Extracted text:
******************************

# Python 101 
## Part VIII.

---

## Web Scraping - Part II.

### Act I: Let's scrape!

But first, import the necessary libraries.

In [None]:
import requests
from bs4 import BeautifulSoup

BASE_URI = './data/'


#### Exercise 1. Collect the articles about Soros from portfolio.hu

This will require to search in the site.
On the upper-left corner, there is a search icon. Use it, and observe the resulting url:

`https://portfolio.hu/kereses?q=Soros&df=1999-02-10&dt=2020-11-26&page=1`

It has multiple parts:
- `http://` - protocol
- `portfolio.hu` - base url
- `/kereses` - sub url
- `?q=Soros&df=1999-02-10&dt=2020-11-26&page=1` - query

Let's investigate the query part a little more!  
Every query starts with a __`?`__ charater followed by one or more key-value pairs. The key-value pairs are separated with the __`&`__ character. Based on this information, we can extract the query parameters:
- `df` - `date from`
- `dt` - `date to`
- `q` - stands for query (the word we are looking for)
- `page` - page number

Use these values to construct our own request:

In [None]:
base_url = 'https://portfolio.hu'
sub_url = '/kereses'
query = {
    'q': 'Soros',
    'df': '1999-02-09',
    'dt': '2021-10-25',
    'page': 1
}


We can use the requests library to send the query:

In [None]:
resp = requests.get(url=base_url+sub_url, params=query) # some pages requires `data` instead of `params`
resp


Using the response, extract the urls from the articles! Pay attention, you may find `<article>` tags in weird places that you do not want to include.

You can see that only 20 results showed up. We can customize our query to cover shorter amount of timed by replacing __`df`__ and __`dt`__ parameters with a formattable string: __`'{year}-{month:0>2}-{day:0>2}'`__. This string can be formatted by providing the required parameters:
- year
- month
- day

like this:

In [None]:
'{year}-{month:0>2}-{day:0>2}'.format(year=2016, month=1, day=1)


There is a useful library called __`datetime`__. You can use it to generate dates automatically.

In [None]:
import datetime

date = datetime.date(1999, 1, 1)
day_after_date = date + datetime.timedelta(days=1)
day_before_date = date - datetime.timedelta(days=1)
today = datetime.date.today()

print(day_before_date)
print(date)
print(day_after_date)
print(today)

print(today.year, today.month, today.day)


Create a loop which iterates through every day from 1999-01-01 till today and executes the same procedure you created previously. (Pro tip: create a function!) Observe the number of results!

******************************

Data extract:
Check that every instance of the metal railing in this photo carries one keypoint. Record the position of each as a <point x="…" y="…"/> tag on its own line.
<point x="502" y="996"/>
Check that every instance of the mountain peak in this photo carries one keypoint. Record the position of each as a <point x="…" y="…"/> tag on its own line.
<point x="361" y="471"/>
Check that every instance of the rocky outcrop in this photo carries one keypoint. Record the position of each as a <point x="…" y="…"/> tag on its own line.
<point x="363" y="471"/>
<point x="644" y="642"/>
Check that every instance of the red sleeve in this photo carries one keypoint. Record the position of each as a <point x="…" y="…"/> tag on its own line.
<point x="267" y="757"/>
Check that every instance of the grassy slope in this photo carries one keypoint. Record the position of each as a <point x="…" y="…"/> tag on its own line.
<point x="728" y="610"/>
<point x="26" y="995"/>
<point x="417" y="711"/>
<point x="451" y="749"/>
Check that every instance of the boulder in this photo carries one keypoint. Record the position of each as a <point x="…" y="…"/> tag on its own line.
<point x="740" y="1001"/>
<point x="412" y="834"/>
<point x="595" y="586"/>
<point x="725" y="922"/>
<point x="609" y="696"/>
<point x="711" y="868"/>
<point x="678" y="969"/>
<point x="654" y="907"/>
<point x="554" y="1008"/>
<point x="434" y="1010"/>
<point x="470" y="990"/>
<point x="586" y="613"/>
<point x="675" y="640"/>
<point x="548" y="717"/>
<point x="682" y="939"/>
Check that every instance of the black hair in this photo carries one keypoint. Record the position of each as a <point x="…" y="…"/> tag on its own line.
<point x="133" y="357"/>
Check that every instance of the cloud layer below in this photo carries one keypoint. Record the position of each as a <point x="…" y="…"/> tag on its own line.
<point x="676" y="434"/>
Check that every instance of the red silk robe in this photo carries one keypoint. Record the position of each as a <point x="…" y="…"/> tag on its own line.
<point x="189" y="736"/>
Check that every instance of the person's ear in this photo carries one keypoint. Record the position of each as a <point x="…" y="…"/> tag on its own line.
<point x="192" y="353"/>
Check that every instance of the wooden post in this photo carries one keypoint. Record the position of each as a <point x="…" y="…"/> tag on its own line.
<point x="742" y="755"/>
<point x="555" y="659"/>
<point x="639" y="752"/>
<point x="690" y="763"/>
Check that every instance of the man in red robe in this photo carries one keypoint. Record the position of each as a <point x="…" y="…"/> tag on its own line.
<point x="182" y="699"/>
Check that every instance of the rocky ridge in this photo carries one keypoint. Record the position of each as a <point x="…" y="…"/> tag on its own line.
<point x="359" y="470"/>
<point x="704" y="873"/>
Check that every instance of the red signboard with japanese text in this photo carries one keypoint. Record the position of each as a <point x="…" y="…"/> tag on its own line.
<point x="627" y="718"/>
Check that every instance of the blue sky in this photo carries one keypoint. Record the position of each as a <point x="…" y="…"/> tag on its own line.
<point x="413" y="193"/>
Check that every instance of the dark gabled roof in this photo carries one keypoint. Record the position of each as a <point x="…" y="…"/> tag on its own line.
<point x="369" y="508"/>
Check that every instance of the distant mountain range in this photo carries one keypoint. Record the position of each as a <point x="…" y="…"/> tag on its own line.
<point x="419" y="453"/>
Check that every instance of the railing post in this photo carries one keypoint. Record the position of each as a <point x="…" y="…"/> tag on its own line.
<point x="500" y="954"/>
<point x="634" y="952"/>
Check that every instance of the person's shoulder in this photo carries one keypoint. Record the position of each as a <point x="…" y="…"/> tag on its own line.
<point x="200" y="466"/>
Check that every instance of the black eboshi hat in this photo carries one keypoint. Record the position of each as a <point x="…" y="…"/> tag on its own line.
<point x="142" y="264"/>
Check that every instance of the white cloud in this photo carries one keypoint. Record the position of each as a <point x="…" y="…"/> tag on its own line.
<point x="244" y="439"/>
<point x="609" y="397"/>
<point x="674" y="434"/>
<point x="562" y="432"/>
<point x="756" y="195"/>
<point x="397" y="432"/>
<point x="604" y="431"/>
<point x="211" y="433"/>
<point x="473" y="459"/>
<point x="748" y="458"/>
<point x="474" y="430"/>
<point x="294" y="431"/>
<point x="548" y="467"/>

******************************

Problems to solve:
**1.** List every query parameter that the web scraping tutorial identifies in the portfolio.hu search URL, along with the meaning it gives for each.
**2.** Write the next part of the Python web scraping tutorial, starting after its final instruction about looping through every day from 1999-01-01 to today.
The records are irrelevant here.

Exercise results:
**1.**
- `df`: date from
- `dt`: date to
- `q`: query (the word being searched for)
- `page`: page number

**2.**
---

### Act II: Disguise yourself!

![Disguise](pics/batman-superman-disguise.gif)

Let's pretend to be a browser instead of a script:

In [None]:
USER_AGENTS = [
    # Chrome OS-based laptop using Chrome browser (Chromebook)
    'Mozilla/5.0 (X11; CrOS x86_64 8172.45.0) AppleWebKit/537.36 (KHTML, like Gecko) Chrome/51.0.2704.64 Safari/537.36',
    # Windows 7-based PC using a Chrome browser
    'Mozilla/5.0 (Windows NT 6.1; WOW64) AppleWebKit/537.36 (KHTML, like Gecko) Chrome/47.0.2526.111 Safari/537.36',
    # Linux-based PC using a Firefox browser
    'Mozilla/5.0 (X11; Ubuntu; Linux x86_64; rv:15.0) Gecko/20100101 Firefox/15.0.1',
    # Mac OS X-based computer using a Safari browser
    'Mozilla/5.0 (Macintosh; Intel Mac OS X 10_11_2) AppleWebKit/601.3.9 (KHTML, like Gecko) Version/9.0.2 Safari/601.3.9',
    # Windows 10-based PC using Edge browser
    'Mozilla/5.0 (Windows NT 10.0; Win64; x64) AppleWebKit/537.36 (KHTML, like Gecko) Chrome/42.0.2311.135 Safari/537.36 Edge/12.246',
    # Playstation 4 Browser
    'Mozilla/5.0 (PlayStation 4 3.11) AppleWebKit/537.73 (KHTML, like Gecko)',
]


You can find more user agents [here](https://deviceatlas.com/blog/list-of-user-agent-strings).

Let's write a wrapper function to handle the user-agent string.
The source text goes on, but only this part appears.